━━ EXCERPT TO READ

DISTRIBUTION CHANNELS WILL NOT PROLIFERATE
In the wake of China's accession to the WTO, will there be a mad rush by shippers to develop their own distribution channels and wholesale networks? Probably not, since eliminating wholesalers, relying on foreign logistic providers or bringing distribution in-house would be prohibitively costly and time-consuming. Time taken to establish a network could also lead to lost sales or market share, and distributors would be certain to react unfavourably to attempts by shippers to develop their own networks. Even after all WTO clauses take effect, establishing an independent, nationwide network will remain a dream for most foreign companies. Instead, the majority will continue to rely on local partners to reach outside major urban areas and into second-tier cities and remote regions.
Therefore, smart shippers will find creative ways to work with what exists today and make it better. For example, they will look for ways to de-layer multi-tiered wholesaler structures and build long-term strategic relationships with major distributors that already operate distribution and logistics networks. Concurrently, their relationships will be driven more by guaranteed high volumes to meet cost and service requirements, and by financial incentives to increase sales. They also will be aided by better information flows, which will bring more transparency to the supply chain, closer contact with customers and efficiencies that are visible to all supply chain participants.
INTEGRATION WILL BE WIDESPREAD
Significant progress will be made in the integration, centralisation and rationalisation of supply chain functions, assets, infrastructure, people and operations. This trend will be fuelled by the removal of regulatory restrictions, rising customer demands for one-stop service and the recognition that significant cost savings are achievable. For example, by integrating and centralising its procurement, raw materials distribution and finished goods distribution functions (which were scattered across dozens of product centres), Haier, a local home appliance manufacturer, realised significant reductions in cost and assets, and major gains in service performance.

━━━━
━━ DATASET EXTRACT

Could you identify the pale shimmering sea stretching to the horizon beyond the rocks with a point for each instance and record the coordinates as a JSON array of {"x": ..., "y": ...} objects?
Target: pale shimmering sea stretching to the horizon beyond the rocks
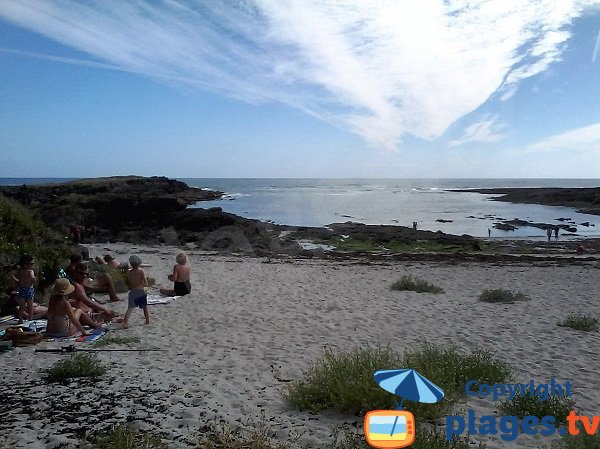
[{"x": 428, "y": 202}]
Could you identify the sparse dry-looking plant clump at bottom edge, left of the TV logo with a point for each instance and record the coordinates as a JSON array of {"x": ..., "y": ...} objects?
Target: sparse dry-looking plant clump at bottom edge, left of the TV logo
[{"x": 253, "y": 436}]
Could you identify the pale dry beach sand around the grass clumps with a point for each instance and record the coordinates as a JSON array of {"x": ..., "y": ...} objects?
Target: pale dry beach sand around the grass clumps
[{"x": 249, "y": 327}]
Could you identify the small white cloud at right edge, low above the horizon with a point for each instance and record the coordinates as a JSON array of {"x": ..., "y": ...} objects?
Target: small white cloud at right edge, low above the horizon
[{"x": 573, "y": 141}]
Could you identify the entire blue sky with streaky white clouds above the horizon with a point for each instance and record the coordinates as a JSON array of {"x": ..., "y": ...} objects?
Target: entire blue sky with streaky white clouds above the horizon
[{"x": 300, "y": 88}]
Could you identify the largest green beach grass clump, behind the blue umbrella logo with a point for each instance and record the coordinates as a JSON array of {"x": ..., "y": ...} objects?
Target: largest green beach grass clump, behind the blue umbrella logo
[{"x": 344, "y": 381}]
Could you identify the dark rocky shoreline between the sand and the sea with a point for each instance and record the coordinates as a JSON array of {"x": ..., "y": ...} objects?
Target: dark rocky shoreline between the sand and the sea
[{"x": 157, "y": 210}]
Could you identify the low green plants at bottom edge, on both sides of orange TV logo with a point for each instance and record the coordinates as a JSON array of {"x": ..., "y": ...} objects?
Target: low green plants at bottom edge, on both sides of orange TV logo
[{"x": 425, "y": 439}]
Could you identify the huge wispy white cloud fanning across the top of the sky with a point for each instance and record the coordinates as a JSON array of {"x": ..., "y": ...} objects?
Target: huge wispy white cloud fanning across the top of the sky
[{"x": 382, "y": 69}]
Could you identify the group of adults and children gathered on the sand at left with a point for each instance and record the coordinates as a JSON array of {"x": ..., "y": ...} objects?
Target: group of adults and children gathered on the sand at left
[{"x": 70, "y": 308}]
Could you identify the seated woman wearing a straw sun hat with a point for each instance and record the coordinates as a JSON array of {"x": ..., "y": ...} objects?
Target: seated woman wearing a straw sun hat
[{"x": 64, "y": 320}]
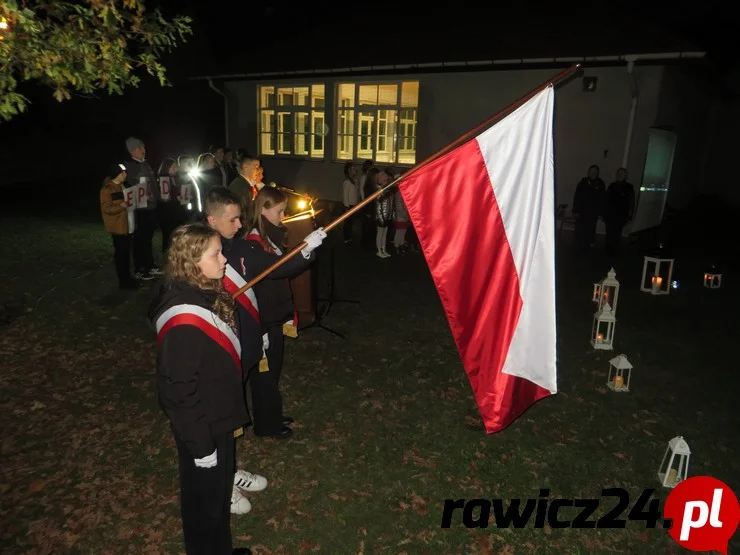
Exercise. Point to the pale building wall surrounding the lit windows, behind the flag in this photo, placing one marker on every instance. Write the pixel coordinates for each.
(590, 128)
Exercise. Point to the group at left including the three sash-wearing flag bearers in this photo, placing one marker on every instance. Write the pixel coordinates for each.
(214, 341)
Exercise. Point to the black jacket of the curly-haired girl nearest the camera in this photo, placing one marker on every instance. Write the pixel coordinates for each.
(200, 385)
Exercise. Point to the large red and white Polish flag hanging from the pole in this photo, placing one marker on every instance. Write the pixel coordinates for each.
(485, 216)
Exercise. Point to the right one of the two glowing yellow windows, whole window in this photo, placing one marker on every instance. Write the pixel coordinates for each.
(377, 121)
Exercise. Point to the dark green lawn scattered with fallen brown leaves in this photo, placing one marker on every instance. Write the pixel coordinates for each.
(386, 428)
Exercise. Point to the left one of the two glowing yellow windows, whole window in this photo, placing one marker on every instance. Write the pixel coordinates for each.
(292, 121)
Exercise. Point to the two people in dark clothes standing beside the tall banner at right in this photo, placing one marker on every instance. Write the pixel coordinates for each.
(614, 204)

━━━━

**WORK TASK**
Extend the excerpt on supply chains in China after WTO accession, picking up right after its final sentence. None of these items is needed for the work.

**ANSWER SECTION**
Given the potential benefits, a rise of supply chain shared services organisations across foreign and local companies in China appears imminent.
THIRD-PARTY LOGISTICS PROVIDERS WILL CONSOLIDATE
The opportunity to incorporate wholly foreign-owned enterprises (WFOEs) within three years of WTO accession is significant. This should attract foreign firms to an industry that is projected to grow by more than 30 percent annually for the next five years and is willing to invest in the infrastructure projects that are needed to create a modern, national logistics network.
Over the next three years, however, the entry of foreign providers as WFOEs will place great pressure on local distributors to develop competitive capabilities. Already, competition is intensifying in third-party logistics and many players are joining the fray, including: traditional Chinese logistics companies; new or emerging logistics companies; the internal logistics departments of Chinese companies such as Haier; and foreign service-providers such as DHL, FedEx, Maersk and Exel Logistics. This competition will force a consolidation of the fragmented Chinese logistics and distribution industry, just as it did in the US and Europe. As this occurs, acquisition opportunities will arise. However, the development of large foreign operators will be evolutionary rather than revolutionary, due to the regulatory constraints that will remain in place for the next three years.
MINISTRIES AND LOCAL COMPANIES WILL RESTRUCTURE
WTO membership will provide Chinese consumers, customers and shippers with choice, and choice means more competition. For this reason, China's accession to the WTO will have a more profound effect on local Chinese companies than it will on China-based multinational corporations. There also will be strong impetus for entities such as the Ministry of Railways, state-owned enterprises and local firms to develop more efficient capabilities. The current thinking is that China has three to four years to restructure its companies and industries before foreign providers become a significant force.
Many local companies are already getting prepared. Sinotrans, for example, is positioning itself to become the first company in China to offer total transportation and logistics solutions for countrywide door-to-door services. Sinotrans has 3,000 trucks, 160 warehouses, 75 vessels, 77 rail sidings and 15 port terminals capable of loading direct to rail. It also has 47 domestic subsidiaries, 263 joint ventures and 29 enterprises overseas. Sinotrans is also working to upgrade its track-and-trace and vehicle management (GPS and OmniTracs) capabilities, and is developing sophisticated warehouse management systems, from companies such as MK Logistics, which can be applied to meet the needs of Chinese shippers.
Sinotrans is in a prime position to provide a one-stop service to its customers, but it is not the only entity with serious competitive aspirations:
Cosco, China Post and China Rail are in the process of transforming themselves into value-added, third-party logistics service providers. China Chengtong Group, a US$1.2bn logistics and metal distribution company, plans to become one of the top five logistics service providers in China through a process of acquisitions and alliances.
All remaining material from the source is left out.